*CONSIGNES*:
- a) Récrivez de façon plus concise le paragraphe de l'extrait qui commence par « Dans leur étude sur la société kabyle », sans perdre ses faits principaux.
- b) Prolongez l'extrait sur l'organisation des communautés kabyles à la suite de sa dernière phrase.

*EXTRAIT*:
——————————
Dans leur étude sur la société kabyle en 1857, Hanoteau et Letourneux ont dit : « L’organisation politique et administrative du peuple kabyle est l’une des plus démocratiques et en même temps une des plus simples qui se puisse imaginer. » C’est là un de ces jugements lapidaires, rapides que l’on accepte par paresse ou par indifférence mais auxquels on se garde de croire dès que l’on a besoin de comprendre. Or, en 1857, une constatation s’imposait d’emblée aux curieux dans les montagnes kabyles, le gouvernement, l’administration, la justice ne coûtaient rien et les communautés n’avaient pas de fonctionnaires rémunérés. Les curieux étaient bien obligés d’admettre qu’il en était ainsi comme d’une conséquence naturelle de l’esprit d’association et de solidarité qui animait des montagnards.
——————————
*DONNÉES SOURCES*:

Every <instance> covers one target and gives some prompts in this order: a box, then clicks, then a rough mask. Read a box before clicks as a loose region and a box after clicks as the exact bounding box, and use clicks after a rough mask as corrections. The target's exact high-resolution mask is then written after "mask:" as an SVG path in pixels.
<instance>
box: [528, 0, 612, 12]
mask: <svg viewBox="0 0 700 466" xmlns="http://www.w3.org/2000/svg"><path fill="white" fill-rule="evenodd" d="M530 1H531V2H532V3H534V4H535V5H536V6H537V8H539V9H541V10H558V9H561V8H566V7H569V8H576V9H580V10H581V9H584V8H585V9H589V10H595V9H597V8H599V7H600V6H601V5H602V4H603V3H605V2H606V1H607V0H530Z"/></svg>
——————————
*RÉPONSES*:
- a) En 1857, Hanoteau et Letourneux jugeaient l'organisation politique et administrative des Kabyles à la fois très démocratique et très simple. On accepte ce genre de jugement rapide par paresse ou par indifférence, mais on cesse d'y croire dès qu'il faut comprendre. Les observateurs de l'époque constataient pourtant que le gouvernement, l'administration et la justice ne coûtaient rien et qu'aucune communauté n'avait de fonctionnaires rémunérés. Ils y voyaient une conséquence naturelle de l'esprit d'association et de solidarité des montagnards.

- b)
Toute la société kabyle est bâtie d’après les principes qui émanent de cet esprit ; partout on retrouve, à divers degrés, l’association, aussi bien dans les intérêts de la vie privée que dans les relations de la famille, du village, de la tribu. L’unité politique et administrative est le village ou thaddert. C’est un corps qui a sa vie propre, son autonomie ; il nomme ses chefs, légifère, s’administre. L’ensemble de deux ou plusieurs villages, unis par certains liens d’affinité, souvent d’ailleurs ensemble géographique avec ses limites naturelles (crêtes, rivières) constitue la tribu.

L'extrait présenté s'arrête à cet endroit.